SET PROBLEM A: Scale every coordinate in the answers of the records below by 2.55, rounding to whole numbers with halves going up, and leave the requests and their sample coordinates unchanged. Give back only the lines between the ones holding "Report the location of each instance of the woman with dark" and "x=640, y=414", inclusive, with the requests included.

A servicer shall take reasonable steps to ensure that its staff is aware of programs designed to help borrowers avoid foreclosure or resolve delinquency. A servicer shall make available to borrowers who are at least 60 days delinquent and borrowers who the servicer has reason to believe are experiencing a financial hardship and are in imminent risk of delinquency a list of government approved not-for-profit housing counselors in the homeowner’s geographic area as listed on the Department of Financial Services website (www.dfs.ny.gov) or the Division of Homes and Community Renewal’s website (www.hcr.ny.gov).
(j) Waiver of legal claims and defenses.
A servicer shall not require a homeowner to waive legal claims and defenses as a condition of a loan modification, reinstatement, forbearance or repayment plan.
(k) Servicer protocols.
A servicer shall maintain a system for servicing delinquent loans that includes at a minimum the following:
(1) an accounting system that promptly alerts the servicer that a mortgage is delinquent;
(2) procedures for identifying and working with borrowers who are at risk of foreclosure or delinquency in order to help such borrowers, including procedures for making borrowers aware of programs and counseling as set forth above;
(3) procedures and controls for sending delinquency notices, assessing late fees, handling partial payments, maintaining collection histories, and reporting delinquencies to credit bureaus;
(4) guidelines for analyzing delinquencies and applicable loss mitigation options in a consistent and systematic manner; and
(5) procedures for management review and evaluation of decisions regarding appropriate loss mitigation options or commencement of foreclosure actions.

ENTRIES SHOWN:
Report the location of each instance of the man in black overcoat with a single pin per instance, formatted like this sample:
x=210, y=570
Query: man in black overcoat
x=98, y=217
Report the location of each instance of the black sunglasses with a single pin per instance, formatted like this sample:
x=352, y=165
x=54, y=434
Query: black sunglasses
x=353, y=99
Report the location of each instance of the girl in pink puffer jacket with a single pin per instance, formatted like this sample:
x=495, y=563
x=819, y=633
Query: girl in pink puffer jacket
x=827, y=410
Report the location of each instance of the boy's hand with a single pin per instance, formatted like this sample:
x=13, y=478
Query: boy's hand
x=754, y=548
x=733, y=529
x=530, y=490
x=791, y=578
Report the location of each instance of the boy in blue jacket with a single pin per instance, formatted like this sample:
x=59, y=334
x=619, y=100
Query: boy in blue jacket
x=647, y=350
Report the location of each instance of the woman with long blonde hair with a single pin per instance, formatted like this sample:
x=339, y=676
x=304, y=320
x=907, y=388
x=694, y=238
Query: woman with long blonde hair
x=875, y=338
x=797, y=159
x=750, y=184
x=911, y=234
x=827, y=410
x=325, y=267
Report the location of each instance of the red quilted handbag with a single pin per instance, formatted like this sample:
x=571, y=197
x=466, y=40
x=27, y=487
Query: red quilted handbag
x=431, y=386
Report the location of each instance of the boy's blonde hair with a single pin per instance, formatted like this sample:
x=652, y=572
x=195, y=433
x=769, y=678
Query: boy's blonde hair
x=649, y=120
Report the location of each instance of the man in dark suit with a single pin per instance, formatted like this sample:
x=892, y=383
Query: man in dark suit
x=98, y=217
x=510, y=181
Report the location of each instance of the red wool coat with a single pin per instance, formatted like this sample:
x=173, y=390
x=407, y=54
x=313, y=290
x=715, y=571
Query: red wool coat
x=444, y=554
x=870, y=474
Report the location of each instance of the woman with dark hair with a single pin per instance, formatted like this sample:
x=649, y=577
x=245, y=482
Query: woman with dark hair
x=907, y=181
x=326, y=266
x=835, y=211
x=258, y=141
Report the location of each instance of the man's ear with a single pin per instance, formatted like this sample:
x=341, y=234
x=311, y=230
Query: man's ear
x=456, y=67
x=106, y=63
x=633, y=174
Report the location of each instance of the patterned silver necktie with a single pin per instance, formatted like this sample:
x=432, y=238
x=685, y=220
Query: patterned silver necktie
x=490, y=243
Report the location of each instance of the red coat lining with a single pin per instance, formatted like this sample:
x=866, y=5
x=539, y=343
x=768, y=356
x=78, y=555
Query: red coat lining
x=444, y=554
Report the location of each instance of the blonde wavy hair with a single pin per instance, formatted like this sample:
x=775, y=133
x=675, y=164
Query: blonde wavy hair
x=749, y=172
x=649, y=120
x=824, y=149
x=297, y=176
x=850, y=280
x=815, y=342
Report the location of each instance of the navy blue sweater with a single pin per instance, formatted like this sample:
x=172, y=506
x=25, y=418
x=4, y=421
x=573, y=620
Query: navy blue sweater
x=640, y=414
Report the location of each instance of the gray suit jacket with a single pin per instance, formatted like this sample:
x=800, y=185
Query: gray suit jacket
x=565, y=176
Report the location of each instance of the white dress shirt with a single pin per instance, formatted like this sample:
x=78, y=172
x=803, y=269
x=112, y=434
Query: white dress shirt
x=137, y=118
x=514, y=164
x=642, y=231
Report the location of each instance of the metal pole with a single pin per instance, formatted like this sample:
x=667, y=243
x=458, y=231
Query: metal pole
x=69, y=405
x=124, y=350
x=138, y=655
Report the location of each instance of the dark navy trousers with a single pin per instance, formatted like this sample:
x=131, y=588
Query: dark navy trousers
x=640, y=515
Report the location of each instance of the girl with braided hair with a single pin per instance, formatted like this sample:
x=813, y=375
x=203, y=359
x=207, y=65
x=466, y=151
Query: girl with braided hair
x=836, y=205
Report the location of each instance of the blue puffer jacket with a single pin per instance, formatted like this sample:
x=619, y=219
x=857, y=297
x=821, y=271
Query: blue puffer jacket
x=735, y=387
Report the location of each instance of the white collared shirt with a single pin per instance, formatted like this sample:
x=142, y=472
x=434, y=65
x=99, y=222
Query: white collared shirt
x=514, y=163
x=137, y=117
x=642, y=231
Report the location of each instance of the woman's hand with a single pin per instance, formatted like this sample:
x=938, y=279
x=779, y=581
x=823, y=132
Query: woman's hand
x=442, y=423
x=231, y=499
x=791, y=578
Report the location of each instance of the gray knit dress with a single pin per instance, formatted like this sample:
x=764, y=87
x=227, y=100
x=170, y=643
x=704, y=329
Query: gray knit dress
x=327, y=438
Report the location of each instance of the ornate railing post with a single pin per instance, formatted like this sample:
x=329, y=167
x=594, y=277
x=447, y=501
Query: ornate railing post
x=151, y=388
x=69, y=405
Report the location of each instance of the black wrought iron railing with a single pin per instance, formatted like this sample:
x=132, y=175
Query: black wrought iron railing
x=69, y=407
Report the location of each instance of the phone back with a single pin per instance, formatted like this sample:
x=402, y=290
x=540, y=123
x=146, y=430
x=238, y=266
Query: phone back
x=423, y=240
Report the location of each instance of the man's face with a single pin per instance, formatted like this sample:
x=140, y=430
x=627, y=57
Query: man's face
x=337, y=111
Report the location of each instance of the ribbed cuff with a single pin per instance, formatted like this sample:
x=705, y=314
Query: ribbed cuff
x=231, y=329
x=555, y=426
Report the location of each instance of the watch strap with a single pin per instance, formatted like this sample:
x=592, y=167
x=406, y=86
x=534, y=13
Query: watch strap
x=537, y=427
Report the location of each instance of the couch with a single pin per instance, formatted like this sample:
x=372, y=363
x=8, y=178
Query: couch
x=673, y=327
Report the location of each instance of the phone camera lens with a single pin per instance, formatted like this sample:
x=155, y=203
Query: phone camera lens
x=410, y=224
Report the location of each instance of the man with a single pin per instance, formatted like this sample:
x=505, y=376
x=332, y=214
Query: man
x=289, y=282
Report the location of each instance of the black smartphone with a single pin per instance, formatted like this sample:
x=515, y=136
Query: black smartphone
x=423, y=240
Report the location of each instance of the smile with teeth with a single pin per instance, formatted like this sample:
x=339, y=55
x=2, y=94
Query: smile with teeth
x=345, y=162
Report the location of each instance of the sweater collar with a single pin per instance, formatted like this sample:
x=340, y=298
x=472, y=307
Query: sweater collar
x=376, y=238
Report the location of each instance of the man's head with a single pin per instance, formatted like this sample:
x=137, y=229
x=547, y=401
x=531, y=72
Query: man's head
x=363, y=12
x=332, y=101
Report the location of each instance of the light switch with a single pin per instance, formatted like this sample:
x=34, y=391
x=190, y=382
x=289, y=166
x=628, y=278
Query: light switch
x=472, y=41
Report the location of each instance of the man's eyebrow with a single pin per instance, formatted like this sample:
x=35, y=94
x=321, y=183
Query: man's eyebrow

SET PROBLEM B: In the passage on mortgage servicers above, what must a servicer not require a homeowner to waive as a condition of a loan modification, reinstatement, forbearance or repayment plan?

COMPLETE RESPONSE A:
Report the location of each instance of the woman with dark hair with a single pin per instance, formatted like this sample:
x=649, y=577
x=245, y=482
Query: woman with dark hair
x=2313, y=462
x=831, y=678
x=2129, y=538
x=658, y=360
Report the location of each instance of the man's ear with a single pin per instance, formatted like this sample:
x=341, y=234
x=311, y=230
Query: man's ear
x=1163, y=171
x=270, y=161
x=1614, y=444
Report the location of each instance of the patterned silver necktie with a single pin per instance, formatted like this sample:
x=432, y=238
x=685, y=220
Query: patterned silver necktie
x=1250, y=620
Report the location of each instance of the red coat lining with a single pin per instance, formatted like this sample:
x=866, y=5
x=539, y=343
x=768, y=356
x=78, y=555
Query: red coat lining
x=1132, y=1413
Report the location of each instance of the blonde wavy hair with a single pin per instance, formatted like this sample:
x=775, y=133
x=675, y=164
Query: blonde wavy hair
x=1910, y=439
x=1655, y=306
x=2101, y=380
x=757, y=449
x=2168, y=714
x=2078, y=872
Report the location of each instance of the navy blue sweater with a single pin per instance, formatted like this sample:
x=172, y=506
x=25, y=418
x=4, y=421
x=573, y=620
Query: navy blue sweater
x=1632, y=1056

COMPLETE RESPONSE B: Legal claims and defenses.